Saved data entries
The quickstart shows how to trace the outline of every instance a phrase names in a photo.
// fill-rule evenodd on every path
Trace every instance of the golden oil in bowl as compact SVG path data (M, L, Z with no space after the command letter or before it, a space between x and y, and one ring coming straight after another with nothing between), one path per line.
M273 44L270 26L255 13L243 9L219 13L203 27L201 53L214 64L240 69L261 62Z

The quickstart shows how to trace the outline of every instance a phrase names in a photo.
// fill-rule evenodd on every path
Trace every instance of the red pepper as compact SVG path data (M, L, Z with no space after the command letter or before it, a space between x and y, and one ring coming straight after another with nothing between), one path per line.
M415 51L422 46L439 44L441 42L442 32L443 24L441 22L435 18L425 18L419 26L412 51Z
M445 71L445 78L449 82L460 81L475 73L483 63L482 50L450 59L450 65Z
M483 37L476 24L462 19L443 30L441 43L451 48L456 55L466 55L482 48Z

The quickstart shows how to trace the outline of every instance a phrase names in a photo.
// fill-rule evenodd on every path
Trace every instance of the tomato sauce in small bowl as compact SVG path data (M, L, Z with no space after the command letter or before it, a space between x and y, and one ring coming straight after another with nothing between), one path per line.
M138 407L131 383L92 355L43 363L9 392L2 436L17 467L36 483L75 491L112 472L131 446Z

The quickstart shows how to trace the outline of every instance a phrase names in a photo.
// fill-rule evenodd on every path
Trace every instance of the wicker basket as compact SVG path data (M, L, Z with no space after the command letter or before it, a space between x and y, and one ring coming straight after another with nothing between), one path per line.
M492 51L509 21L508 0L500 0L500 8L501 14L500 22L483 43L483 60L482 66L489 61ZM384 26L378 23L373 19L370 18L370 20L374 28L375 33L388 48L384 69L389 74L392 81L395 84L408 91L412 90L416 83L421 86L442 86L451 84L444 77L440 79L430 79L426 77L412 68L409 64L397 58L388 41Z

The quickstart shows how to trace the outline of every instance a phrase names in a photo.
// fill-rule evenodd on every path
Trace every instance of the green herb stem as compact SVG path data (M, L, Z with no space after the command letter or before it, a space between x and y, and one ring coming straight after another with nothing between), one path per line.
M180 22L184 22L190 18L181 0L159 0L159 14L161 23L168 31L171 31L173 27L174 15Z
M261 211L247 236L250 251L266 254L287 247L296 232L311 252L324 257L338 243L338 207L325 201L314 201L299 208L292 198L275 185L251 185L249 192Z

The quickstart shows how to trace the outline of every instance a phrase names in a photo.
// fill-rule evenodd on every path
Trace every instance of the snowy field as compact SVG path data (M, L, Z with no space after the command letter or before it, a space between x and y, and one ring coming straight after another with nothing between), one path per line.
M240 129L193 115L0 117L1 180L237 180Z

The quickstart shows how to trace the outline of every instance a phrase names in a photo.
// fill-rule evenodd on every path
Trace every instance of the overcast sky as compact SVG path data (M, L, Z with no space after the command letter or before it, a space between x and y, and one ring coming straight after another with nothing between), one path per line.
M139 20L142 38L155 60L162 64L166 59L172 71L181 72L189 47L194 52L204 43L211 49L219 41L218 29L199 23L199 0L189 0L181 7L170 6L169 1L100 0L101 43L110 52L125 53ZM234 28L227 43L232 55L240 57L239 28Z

• **Exercise**
Echo the records above word for word, starting at the beginning of the records and ending with the line that contains "M138 407L131 383L92", both ends included.

• **Problem solution**
The quickstart shows how to trace the outline of every instance a phrase names in a photo.
// fill-rule evenodd on every path
Trace every instance of the golden oil in bowl as compact SVG path data (M, L, Z with no space after the command letter or before it, a space between x and y, and one ring coming straight after another with nothing between), one path per line.
M273 44L270 26L255 13L243 9L219 13L203 27L201 53L214 64L240 69L261 62Z

The quickstart shows how to trace the outline of every instance a phrase names in a photo.
// fill-rule evenodd on every path
Trace every instance of the red pepper as compact SVG path data (M, L, Z with no space after the command letter or before it, a space between x and y, and one ring coming straight after another with nothing between), one path per line.
M415 51L422 46L439 44L441 42L442 32L443 24L441 22L435 18L425 18L419 26L412 51Z
M445 71L445 78L449 82L460 81L475 73L483 63L482 50L450 59L450 65Z
M483 37L476 24L462 19L443 30L441 43L451 48L456 55L466 55L482 48Z

The quickstart shows how to trace the outline of every instance a phrase names in a photo.
// fill-rule evenodd on every path
Trace every instance of the tomato sauce in small bowl as compact SVG path data (M, L, Z with no space after the command letter or before it, a space between x and y, and one ring coming straight after another with nothing between), one path per line.
M138 407L131 383L92 355L43 363L9 392L2 436L17 467L36 483L75 491L112 472L131 446Z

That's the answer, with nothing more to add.